DOCUMENT EXTRACT Block Start

68 of 68 people found the following review helpful:
5.0 out of 5 stars
Responding to others in a spirit of caring and empathy, July 10, 1997
By A Customer
Dr Breggin dedicates his book to those who wish to respond to others in a
spirit of caring and empathy. He is capturing something of the essence
underlying all successful psychotherapy; something that almost eludes
description. Clients who have benefited from it know when they have
received it. Fellow professionals who have met psychotherapists who convey
it know they have been in its presence. But, what is "it"?
"To create healing presence, we fine-tune our inner experience to the inner
state of the other person. We transform ourselves in response to the basic
needs of the person we are trying to heal and help. Ultimately, we find
within ourselves the psychological and spiritual resources required to
nourish and empower the other human being" (p.5)
He describes the healing presence as a "way of being, rather than doing,
that meets the psychological, social or spiritual needs of (the client)"
(p.9)
This requires, first, that we find within ourselves that which is necessary
to create a healing presence. We need to pay attention to how people
respond to us, not just focus on what we have to offer them.
If your reaction to this so far is, as mine was on reading the initial
chapter, "This is great stuff. I know it when I find it, but how do I do
it?" Dr Breggin does not disappoint. The book goes on to describe, in the
context of empathy and love, how to:
-accept and deal with our own inadequacies and vulnerabilities without
trying to pretend that we don't have any.
-address the need to love and be loved.
-take care of, understand and transform ourselves that we may better care
for, understand and transform others.
-be spiritually uplifted through empathy, rather than being burdened or
overwhelmed.
-be open and responsive without being vulnerable to manipulation, hostility
or conflict.
-calmly respond to emotions, even in extreme cases.
-base family and couple therapy around the clients' concept of and basic
need for love.
-bridge cultural and racial barriers to help people different from us,
through assumptions of common shared human experience.

DOCUMENT EXTRACT Block End

• **PROBLEM REQUIREMENTS**: Return the part of the book review that opens with the words containing "-take care of, understand" and closes with "need for love.", copied without any change.

INFORMATION GIVEN Block Start

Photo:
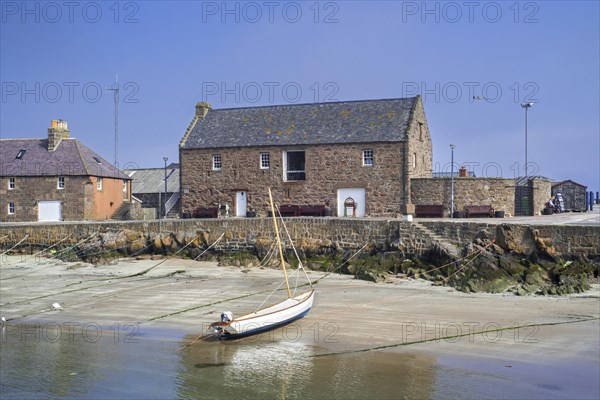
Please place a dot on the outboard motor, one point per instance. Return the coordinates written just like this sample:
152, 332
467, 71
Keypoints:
226, 316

INFORMATION GIVEN Block End

• **RESPONSE FOR THIS EXERCISE**:
-take care of, understand and transform ourselves that we may better care
for, understand and transform others.
-be spiritually uplifted through empathy, rather than being burdened or
overwhelmed.
-be open and responsive without being vulnerable to manipulation, hostility
or conflict.
-calmly respond to emotions, even in extreme cases.
-base family and couple therapy around the clients' concept of and basic
need for love.